Passage provided:
------------------------

Unerring hormone delivers cancer drug
Mice remain fertile with unusual chemotherapy technique.
Researchers may have found a better way to target anti-cancer drugs at tumours: they attach the medicine to hormones. The technique turns a traditional way of tackling cancer on its head, as researchers often try to inhibit tumour growth by blocking these hormones.
One of the main difficulties in cancer treatment is delivering drugs to tumours, and only tumours. Many current chemotherapy treatments use medicines that also kill normal cells, with side-effects that range from hair loss to infertility.
So Tamara Minko of Rutgers in Piscataway, New Jersey, and her colleagues decided to take advantage of the fact that many tumour cells produce abundant receptors for a hormone known as luteinizing hormone-releasing factor.
Cancer cells, particularly those from the breast, ovary and prostate, are known to contain more receptors for this hormone than normal cells. No one knows why, although it is assumed that it helps to promote a cancer cell's uncontrolled growth.
In the past, researchers have attempted to block the action of the factor, but Minko's team decided to take advantage of it.
The team attached a portion of luteinizing hormone-releasing factor to a drug called camptothecin, which kills cells by disrupting the repair and replication of DNA.
Twenty times more cells died in mice tumours treated with the drug when it was joined to the hormone, the team reports in the Proceedings of the National Academy of Sciences1. More important, most of the camptothecin reached cancerous cells and it hardly affected healthy organs such as the heart, lung and liver.
And female mice dosed with the drug had just as many babies as those who did not get the medicine.
The result is more targeted than many drug delivery approaches that have been tried in the past, says the team, though they still need to test exactly how accurate the technique is.
- Dharap S. S., et al. Proc. Natl Acad. Sci. USA, published online, doi:10.1073/pnas.0504274102 (2005).

------------------------

Provided material:

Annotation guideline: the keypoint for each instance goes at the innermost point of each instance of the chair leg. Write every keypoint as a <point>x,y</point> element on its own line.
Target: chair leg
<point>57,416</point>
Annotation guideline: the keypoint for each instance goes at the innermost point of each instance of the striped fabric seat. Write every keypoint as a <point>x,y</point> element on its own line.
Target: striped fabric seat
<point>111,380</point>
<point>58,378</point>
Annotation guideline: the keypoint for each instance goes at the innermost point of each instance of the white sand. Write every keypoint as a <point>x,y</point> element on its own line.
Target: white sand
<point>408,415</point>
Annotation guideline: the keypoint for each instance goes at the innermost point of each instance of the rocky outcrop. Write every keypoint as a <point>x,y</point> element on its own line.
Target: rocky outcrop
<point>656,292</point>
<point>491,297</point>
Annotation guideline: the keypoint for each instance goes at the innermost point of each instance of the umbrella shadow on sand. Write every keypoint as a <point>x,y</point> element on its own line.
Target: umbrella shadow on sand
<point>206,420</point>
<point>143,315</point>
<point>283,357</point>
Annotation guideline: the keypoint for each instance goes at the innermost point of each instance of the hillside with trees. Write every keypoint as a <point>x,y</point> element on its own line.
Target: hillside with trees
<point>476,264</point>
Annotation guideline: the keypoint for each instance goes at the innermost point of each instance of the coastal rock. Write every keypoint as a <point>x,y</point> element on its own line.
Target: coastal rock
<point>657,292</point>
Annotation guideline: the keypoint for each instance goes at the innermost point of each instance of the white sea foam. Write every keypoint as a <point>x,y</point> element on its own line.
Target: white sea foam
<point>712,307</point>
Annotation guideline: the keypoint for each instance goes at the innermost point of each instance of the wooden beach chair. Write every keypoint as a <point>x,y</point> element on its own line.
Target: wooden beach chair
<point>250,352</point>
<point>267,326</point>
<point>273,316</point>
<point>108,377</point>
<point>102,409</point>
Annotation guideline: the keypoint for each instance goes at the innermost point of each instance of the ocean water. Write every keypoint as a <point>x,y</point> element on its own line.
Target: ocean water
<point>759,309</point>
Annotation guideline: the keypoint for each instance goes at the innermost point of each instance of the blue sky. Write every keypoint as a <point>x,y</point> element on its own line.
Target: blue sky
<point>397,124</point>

------------------------

Task requirements:
**A.** From the cancer drug article, list the healthy organs that the camptothecin hardly affected.
**B.** Answer these questions from the cancer drug article:
(i) Which drug did the team attach part of the hormone to?
(ii) In which journal does the team report its results?
(iii) How many times more cells died in mouse tumors when the drug was joined to the hormone?

Solution list:
**A.** heart, lung, liver

**B.**
(i) Camptothecin
(ii) The Proceedings of the National Academy of Sciences
(iii) Twenty times more